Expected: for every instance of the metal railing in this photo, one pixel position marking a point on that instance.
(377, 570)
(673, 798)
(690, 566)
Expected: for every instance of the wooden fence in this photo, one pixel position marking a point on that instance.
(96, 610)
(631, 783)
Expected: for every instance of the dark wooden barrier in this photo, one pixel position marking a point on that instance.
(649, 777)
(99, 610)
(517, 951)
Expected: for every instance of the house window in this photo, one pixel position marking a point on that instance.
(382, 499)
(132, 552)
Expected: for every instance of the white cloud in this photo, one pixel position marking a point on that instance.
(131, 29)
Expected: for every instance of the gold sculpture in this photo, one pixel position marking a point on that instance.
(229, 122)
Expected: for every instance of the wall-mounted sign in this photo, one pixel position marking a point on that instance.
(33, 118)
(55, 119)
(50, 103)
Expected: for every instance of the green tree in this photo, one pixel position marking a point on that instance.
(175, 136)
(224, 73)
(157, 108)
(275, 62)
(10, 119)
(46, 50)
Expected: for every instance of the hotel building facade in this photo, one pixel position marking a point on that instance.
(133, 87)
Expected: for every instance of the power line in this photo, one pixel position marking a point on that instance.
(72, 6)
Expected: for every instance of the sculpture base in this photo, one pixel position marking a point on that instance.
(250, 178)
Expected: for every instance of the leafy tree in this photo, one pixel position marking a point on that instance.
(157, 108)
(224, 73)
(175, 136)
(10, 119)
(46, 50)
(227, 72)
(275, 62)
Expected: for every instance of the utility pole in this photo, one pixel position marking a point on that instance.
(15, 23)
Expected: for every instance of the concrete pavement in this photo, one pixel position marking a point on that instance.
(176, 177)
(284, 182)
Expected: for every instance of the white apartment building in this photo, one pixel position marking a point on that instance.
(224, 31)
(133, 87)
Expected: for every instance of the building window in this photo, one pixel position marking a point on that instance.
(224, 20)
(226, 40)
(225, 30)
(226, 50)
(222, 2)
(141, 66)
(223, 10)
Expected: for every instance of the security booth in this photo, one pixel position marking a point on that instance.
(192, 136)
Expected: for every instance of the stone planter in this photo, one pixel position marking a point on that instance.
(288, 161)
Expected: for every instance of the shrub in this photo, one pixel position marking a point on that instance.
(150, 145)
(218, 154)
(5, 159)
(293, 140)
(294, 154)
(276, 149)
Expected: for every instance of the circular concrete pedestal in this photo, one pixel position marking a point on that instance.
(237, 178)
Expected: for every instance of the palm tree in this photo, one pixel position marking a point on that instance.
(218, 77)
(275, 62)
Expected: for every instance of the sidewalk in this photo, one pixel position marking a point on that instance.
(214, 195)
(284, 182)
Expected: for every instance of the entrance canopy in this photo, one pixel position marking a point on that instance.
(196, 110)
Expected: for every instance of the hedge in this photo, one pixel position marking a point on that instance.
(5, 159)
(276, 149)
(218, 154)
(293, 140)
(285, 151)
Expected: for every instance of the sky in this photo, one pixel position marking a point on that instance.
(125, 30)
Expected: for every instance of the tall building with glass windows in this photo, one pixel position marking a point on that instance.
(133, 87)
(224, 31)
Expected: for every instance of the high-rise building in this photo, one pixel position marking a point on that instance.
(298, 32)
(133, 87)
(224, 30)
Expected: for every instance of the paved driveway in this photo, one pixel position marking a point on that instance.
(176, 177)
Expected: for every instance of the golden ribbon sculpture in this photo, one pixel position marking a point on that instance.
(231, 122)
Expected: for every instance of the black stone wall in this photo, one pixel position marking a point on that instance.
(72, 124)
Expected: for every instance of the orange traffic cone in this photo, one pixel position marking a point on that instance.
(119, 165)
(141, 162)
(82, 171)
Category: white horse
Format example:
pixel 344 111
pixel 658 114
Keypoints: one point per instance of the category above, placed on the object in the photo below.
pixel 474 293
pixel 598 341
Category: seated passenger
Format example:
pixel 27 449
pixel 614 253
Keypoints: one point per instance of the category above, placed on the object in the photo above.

● ● ●

-- EXERCISE GOAL --
What is needed is an exact copy of all the records above.

-- RESPONSE --
Expected: for every instance of the metal railing in this photo, one pixel position marking a point on that instance.
(377, 570)
(673, 798)
(690, 566)
Expected: for every instance of the wooden fence in this photo, one pixel position marking a point on that instance.
(96, 610)
(631, 783)
Expected: for every instance of the dark wooden barrier in this photo, one pixel position marking a point on that instance.
(649, 777)
(99, 610)
(517, 951)
Expected: for every instance of the house window in this photo, one pixel position marking a point on that instance.
(382, 499)
(132, 552)
Expected: for every instance of the white cloud in this photo, one pixel position marking a point on that instance.
(131, 29)
Expected: for every instance of the gold sculpture in this photo, one pixel position marking a point on that instance.
(229, 122)
Expected: for every instance of the wall-mounted sign in this photo, one pixel position marking a point on that instance.
(33, 118)
(55, 119)
(50, 103)
Expected: for every instance of the green tree in this photo, one pixel position marking a point on that instance.
(175, 136)
(224, 73)
(157, 108)
(275, 62)
(10, 119)
(46, 50)
Expected: for every instance of the hotel building facade in this photo, one pixel position marking a point on that instance.
(133, 87)
Expected: for every instance of the power line in this photo, one pixel position marking a point on that instance.
(72, 6)
Expected: for every instance of the sculpture base in this photo, one pixel position marking a point on that instance.
(250, 178)
Expected: for every instance of the leafy tree in this photo, one pixel position marking a point on that instance.
(157, 108)
(224, 73)
(175, 136)
(10, 119)
(46, 50)
(227, 72)
(275, 62)
Expected: for every instance of the utility pole in this photo, one pixel position marking a point on that instance.
(15, 23)
Expected: for every instance of the concrete pavement in this photo, one pixel position marking a point on that instance.
(176, 177)
(284, 182)
Expected: for every instance of the white apartment building in this photo, one pixel position marking a point on that instance.
(224, 31)
(133, 87)
Expected: for every instance of the building window in this photo, one pixel position marking a point on that instance.
(224, 20)
(226, 40)
(225, 30)
(226, 50)
(222, 2)
(141, 66)
(223, 10)
Expected: for every instance of the security booth in this photo, one pixel position marking a point on that instance.
(192, 136)
Expected: for every instance of the stone planter in this photo, one pixel position marking a point on that instance.
(288, 161)
Expected: for every instance of the shrub in this photo, one pixel position marking a point on that instance.
(150, 145)
(218, 154)
(5, 159)
(293, 140)
(294, 154)
(276, 149)
Expected: for every instance of the circular concrete pedestal in this photo, one pixel position marking a point on that instance.
(237, 178)
Expected: for every instance of the palm tree in this photo, one pixel position marking a point on that instance.
(218, 77)
(275, 62)
Expected: for every instance of the sidewalk in this photo, one pixel position marking a point on that instance.
(214, 195)
(284, 182)
Expected: for every instance of the entrance canopy in this photo, one pixel position marking a point on that instance.
(196, 110)
Expected: for every instance of the hedge in this photo, one pixel position marking a point on that instance.
(5, 159)
(276, 149)
(218, 154)
(293, 140)
(285, 151)
Expected: for every instance of the sky in this photo, one pixel position marking a point on that instance.
(125, 30)
Expected: for every instance of the tall building with glass windows in this photo, one pixel position marking a point on that instance.
(133, 87)
(224, 31)
Expected: for every instance of the high-rise building in this photo, one pixel position marking a point on that instance.
(298, 32)
(133, 87)
(224, 30)
Expected: for every instance of the paved driveway in this photo, one pixel position marking a point on that instance.
(176, 177)
Expected: for every instance of the golden ribbon sculpture in this photo, one pixel position marking a point on that instance.
(231, 122)
Expected: for every instance of the black stone wall in this photo, one pixel position marking a point on that instance.
(72, 124)
Expected: for every instance of the orange traffic cone in this photo, one pixel position marking a point on that instance.
(119, 165)
(141, 162)
(82, 171)
Category: white horse
Format example:
pixel 344 111
pixel 658 114
Keypoints: one point per instance of the category above, placed on the object in the photo below.
pixel 474 293
pixel 598 341
Category: seated passenger
Format example:
pixel 27 449
pixel 614 253
Keypoints: one point per instance of the category above, placed on the object in the photo above.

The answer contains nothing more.